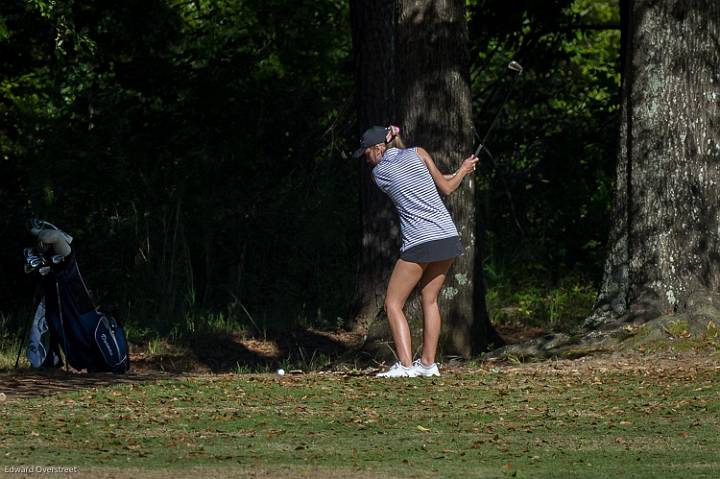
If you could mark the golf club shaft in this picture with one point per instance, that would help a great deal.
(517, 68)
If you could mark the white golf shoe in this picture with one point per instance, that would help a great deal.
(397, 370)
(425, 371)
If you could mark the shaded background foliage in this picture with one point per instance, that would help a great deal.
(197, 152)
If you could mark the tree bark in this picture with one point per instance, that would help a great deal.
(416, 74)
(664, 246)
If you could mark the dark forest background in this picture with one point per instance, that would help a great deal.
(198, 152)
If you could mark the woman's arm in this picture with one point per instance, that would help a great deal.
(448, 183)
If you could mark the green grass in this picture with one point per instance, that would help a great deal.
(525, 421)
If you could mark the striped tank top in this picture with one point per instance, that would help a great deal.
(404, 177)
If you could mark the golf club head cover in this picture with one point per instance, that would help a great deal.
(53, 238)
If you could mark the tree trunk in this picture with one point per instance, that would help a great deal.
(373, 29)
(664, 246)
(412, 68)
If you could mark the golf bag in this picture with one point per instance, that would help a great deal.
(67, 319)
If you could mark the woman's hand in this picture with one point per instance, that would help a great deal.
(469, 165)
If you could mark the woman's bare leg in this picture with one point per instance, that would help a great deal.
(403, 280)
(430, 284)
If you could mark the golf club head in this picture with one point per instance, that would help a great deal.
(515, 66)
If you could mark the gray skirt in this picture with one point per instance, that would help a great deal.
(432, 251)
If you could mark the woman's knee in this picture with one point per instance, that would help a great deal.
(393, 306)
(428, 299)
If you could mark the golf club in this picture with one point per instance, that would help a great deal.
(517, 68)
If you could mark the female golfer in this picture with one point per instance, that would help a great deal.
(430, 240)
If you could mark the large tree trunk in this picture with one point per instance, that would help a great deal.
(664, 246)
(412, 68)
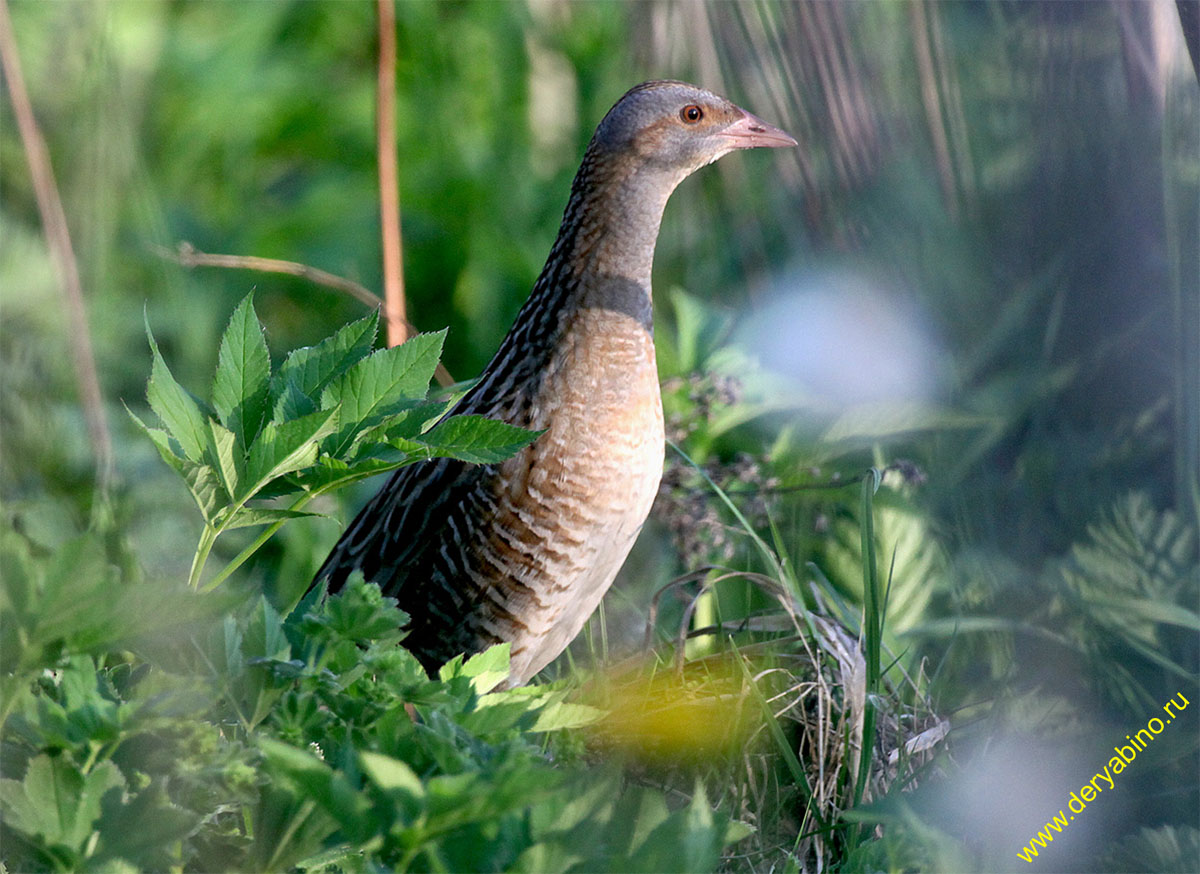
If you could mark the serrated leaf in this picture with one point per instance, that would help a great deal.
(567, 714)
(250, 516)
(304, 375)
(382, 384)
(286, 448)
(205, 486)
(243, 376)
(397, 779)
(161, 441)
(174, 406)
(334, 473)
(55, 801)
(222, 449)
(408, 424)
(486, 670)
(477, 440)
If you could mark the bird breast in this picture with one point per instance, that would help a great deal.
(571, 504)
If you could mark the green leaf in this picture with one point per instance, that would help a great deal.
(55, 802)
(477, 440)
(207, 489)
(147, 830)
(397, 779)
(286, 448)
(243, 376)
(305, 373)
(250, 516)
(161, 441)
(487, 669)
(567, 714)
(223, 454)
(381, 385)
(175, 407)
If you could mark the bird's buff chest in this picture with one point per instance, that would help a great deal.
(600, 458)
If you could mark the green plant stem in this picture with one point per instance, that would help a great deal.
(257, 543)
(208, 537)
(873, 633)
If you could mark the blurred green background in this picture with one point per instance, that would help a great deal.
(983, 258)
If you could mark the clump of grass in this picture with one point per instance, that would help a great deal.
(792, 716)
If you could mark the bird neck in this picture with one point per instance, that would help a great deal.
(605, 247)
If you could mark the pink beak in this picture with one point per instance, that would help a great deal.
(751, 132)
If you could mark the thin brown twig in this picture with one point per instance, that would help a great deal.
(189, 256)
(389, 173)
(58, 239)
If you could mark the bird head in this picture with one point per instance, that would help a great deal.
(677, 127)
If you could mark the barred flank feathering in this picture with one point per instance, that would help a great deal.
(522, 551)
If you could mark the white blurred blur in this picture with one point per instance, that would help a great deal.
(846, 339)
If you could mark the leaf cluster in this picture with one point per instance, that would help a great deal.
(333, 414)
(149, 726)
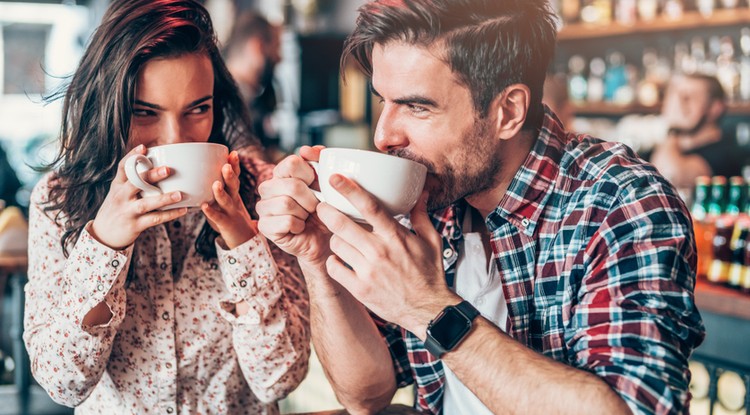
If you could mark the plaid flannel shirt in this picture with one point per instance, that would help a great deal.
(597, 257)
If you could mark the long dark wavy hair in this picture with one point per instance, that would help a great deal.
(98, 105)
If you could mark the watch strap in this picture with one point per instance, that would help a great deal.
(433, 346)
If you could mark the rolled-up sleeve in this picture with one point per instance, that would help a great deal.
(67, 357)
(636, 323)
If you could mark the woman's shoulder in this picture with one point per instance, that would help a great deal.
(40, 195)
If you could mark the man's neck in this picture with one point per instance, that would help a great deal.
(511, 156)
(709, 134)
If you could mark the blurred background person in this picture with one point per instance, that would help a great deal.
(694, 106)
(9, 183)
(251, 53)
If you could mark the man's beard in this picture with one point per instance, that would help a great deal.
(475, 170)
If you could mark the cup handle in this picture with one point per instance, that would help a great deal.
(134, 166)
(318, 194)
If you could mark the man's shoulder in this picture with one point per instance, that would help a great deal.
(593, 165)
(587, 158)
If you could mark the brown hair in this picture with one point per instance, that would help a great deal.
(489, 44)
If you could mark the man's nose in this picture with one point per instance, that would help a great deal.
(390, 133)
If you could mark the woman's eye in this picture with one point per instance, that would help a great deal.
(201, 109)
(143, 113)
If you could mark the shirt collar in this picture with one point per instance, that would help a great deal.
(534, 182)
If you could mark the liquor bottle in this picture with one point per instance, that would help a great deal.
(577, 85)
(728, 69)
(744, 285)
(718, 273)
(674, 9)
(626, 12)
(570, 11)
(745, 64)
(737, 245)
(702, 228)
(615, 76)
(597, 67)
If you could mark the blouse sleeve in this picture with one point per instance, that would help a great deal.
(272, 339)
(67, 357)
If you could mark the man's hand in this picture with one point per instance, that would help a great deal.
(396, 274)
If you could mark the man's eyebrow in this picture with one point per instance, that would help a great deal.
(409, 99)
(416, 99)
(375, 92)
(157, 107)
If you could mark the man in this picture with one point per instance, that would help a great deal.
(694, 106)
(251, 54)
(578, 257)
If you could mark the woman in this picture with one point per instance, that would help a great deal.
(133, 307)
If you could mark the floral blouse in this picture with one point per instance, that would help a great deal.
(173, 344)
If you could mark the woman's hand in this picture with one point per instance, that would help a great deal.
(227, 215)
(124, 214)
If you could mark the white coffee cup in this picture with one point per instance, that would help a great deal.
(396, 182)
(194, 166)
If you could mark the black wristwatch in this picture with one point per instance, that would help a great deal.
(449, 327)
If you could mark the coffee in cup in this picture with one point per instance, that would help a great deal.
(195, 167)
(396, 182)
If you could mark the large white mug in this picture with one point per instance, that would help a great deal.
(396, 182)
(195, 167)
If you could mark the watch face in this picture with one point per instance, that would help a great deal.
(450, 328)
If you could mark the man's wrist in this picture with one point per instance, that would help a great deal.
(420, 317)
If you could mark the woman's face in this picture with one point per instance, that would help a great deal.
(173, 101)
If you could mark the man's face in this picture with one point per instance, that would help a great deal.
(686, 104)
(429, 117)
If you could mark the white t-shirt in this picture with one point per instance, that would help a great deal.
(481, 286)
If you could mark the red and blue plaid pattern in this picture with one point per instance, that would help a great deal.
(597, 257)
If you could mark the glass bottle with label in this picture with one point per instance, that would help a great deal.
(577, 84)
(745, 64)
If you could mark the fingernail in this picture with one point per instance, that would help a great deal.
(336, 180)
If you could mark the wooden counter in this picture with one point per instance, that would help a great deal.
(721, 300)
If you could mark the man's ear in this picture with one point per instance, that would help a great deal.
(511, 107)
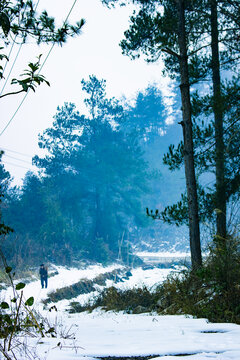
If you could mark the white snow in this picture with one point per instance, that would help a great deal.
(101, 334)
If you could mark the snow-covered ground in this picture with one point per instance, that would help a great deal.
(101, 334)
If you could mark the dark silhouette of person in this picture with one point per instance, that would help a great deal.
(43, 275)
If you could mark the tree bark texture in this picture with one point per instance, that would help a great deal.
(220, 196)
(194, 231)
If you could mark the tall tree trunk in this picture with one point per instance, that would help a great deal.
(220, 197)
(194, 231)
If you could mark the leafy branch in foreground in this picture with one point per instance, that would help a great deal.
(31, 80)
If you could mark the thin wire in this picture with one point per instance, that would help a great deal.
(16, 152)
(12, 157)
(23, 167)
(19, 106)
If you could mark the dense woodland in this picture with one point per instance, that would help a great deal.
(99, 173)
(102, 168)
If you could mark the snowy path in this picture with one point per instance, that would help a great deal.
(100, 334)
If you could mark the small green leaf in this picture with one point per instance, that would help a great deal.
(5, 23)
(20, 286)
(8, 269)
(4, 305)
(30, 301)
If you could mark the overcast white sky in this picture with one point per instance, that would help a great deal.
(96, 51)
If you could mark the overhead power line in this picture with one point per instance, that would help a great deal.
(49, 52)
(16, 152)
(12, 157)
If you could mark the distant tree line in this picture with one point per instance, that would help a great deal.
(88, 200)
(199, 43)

• WORK INSTRUCTION: Transcribe only the trailing portion of the entries above: the line that contains "If you could mark the overcast" and each line after it.

• WORKED SOLUTION:
If you could mark the overcast white sky in this picture with one point per instance, that would help a great deal.
(96, 51)
If you could mark the overhead power line in this picture with one point per instance, that would help a great deal.
(49, 52)
(16, 152)
(12, 157)
If you could mark the distant tree line in this picture with one point per instance, that would help a great deal.
(88, 200)
(199, 43)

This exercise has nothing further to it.